== Data listing ==

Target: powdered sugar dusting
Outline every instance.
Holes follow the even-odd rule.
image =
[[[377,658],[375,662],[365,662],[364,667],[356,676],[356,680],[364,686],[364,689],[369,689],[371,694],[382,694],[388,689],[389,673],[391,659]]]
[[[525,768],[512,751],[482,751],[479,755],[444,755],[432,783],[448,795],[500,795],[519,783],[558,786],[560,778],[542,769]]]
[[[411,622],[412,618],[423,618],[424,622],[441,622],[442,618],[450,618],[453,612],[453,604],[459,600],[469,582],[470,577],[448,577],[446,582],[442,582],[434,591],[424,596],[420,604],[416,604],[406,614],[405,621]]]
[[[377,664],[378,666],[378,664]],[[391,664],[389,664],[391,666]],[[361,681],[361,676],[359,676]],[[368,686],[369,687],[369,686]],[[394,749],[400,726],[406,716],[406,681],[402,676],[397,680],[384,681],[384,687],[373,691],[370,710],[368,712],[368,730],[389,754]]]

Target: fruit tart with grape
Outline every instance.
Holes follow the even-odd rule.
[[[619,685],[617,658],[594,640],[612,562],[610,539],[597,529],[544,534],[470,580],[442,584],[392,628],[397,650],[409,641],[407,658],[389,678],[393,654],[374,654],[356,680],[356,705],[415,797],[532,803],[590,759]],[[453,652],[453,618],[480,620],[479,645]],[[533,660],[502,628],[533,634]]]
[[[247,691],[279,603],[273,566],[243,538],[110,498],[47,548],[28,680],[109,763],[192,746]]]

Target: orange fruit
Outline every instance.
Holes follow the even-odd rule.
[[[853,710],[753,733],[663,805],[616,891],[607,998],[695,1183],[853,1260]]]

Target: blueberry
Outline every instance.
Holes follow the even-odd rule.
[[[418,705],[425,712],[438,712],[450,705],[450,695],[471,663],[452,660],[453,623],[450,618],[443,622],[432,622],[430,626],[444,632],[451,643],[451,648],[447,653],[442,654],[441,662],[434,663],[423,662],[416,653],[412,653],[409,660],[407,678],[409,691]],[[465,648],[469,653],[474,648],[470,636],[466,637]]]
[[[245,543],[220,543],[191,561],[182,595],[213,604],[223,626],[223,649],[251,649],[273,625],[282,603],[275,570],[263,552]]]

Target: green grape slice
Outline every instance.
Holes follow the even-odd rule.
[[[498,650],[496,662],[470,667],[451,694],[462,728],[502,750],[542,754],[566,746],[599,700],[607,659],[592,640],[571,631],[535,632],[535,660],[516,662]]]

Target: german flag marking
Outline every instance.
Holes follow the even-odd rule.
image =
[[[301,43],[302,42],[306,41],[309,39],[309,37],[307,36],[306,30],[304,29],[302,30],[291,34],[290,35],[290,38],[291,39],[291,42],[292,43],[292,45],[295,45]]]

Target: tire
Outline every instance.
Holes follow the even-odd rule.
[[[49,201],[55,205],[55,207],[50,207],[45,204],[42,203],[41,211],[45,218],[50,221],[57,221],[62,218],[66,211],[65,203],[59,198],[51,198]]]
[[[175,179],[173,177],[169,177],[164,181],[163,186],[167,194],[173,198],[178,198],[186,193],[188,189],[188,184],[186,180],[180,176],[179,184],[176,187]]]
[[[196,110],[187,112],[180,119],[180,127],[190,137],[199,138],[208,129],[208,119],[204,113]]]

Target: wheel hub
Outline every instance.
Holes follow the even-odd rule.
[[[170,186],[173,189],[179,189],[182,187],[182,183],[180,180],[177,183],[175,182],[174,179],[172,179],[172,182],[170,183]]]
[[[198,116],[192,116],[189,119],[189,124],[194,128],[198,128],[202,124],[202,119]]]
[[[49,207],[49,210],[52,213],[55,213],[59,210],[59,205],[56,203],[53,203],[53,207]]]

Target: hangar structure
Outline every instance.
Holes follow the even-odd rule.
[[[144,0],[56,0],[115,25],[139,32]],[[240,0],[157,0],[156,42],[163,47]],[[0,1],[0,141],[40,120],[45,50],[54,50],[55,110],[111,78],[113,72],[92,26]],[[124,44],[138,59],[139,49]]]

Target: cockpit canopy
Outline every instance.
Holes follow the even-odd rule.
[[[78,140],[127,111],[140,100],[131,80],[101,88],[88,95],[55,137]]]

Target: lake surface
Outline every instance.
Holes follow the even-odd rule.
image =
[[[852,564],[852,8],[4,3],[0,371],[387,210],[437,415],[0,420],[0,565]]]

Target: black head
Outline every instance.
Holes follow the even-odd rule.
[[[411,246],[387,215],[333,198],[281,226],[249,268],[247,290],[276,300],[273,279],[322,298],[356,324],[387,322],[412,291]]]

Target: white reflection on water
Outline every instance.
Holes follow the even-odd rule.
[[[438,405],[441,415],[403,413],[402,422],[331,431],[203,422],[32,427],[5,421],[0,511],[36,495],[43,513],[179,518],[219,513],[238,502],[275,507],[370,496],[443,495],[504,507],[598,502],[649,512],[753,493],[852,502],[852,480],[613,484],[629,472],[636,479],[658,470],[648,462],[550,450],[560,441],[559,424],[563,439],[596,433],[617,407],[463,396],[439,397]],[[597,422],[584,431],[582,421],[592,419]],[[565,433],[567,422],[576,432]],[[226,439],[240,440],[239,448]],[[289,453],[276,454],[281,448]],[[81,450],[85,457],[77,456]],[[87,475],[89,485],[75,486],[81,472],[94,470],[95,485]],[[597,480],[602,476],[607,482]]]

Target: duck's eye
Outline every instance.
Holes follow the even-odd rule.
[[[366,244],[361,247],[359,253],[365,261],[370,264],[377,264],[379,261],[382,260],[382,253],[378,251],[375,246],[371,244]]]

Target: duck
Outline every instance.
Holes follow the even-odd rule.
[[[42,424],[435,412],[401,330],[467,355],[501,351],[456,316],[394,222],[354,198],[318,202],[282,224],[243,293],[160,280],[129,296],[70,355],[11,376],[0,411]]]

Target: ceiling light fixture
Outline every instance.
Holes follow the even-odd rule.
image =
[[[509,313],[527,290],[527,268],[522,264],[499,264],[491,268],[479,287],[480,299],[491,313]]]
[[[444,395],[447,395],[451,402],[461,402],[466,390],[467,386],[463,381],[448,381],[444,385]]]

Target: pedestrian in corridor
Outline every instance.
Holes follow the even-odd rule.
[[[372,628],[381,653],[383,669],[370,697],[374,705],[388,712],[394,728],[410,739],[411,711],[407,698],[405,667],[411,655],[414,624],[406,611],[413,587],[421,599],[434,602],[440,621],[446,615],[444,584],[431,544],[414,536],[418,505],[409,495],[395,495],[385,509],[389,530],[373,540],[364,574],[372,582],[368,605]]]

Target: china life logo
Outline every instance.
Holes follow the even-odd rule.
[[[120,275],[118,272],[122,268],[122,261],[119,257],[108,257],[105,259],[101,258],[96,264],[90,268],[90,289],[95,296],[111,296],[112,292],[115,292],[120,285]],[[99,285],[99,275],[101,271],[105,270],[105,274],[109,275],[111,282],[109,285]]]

== WHAT YOU HAVE TO DO ==
Only the lines from the one containing "Target: ceiling light fixture" to the end of the data should be printed, exactly as they stand.

== SOLUTION FOR THIS PROBLEM ==
Target: ceiling light fixture
Outline every instance.
Holes follow the even-odd rule.
image =
[[[509,313],[527,290],[527,268],[522,264],[499,264],[491,268],[479,287],[480,299],[491,313]]]
[[[444,395],[447,395],[451,402],[461,402],[466,390],[467,386],[463,381],[448,381],[444,385]]]

Target: pedestrian in corridor
Outline every instance.
Holes follow the even-odd rule.
[[[372,628],[381,653],[383,669],[370,697],[374,705],[388,712],[394,728],[410,739],[411,711],[407,698],[405,667],[411,655],[414,624],[406,611],[413,587],[421,599],[434,602],[440,621],[446,615],[444,584],[431,544],[414,536],[418,505],[409,495],[395,495],[385,509],[389,530],[373,540],[364,574],[372,582],[368,605]]]

Target: china life logo
Outline every instance.
Holes follow the even-odd rule.
[[[120,275],[118,272],[122,268],[122,261],[119,257],[108,257],[105,259],[101,258],[96,264],[90,268],[90,289],[95,296],[111,296],[112,292],[115,292],[120,285]],[[99,285],[99,275],[101,271],[105,270],[105,274],[109,275],[111,282],[109,285]]]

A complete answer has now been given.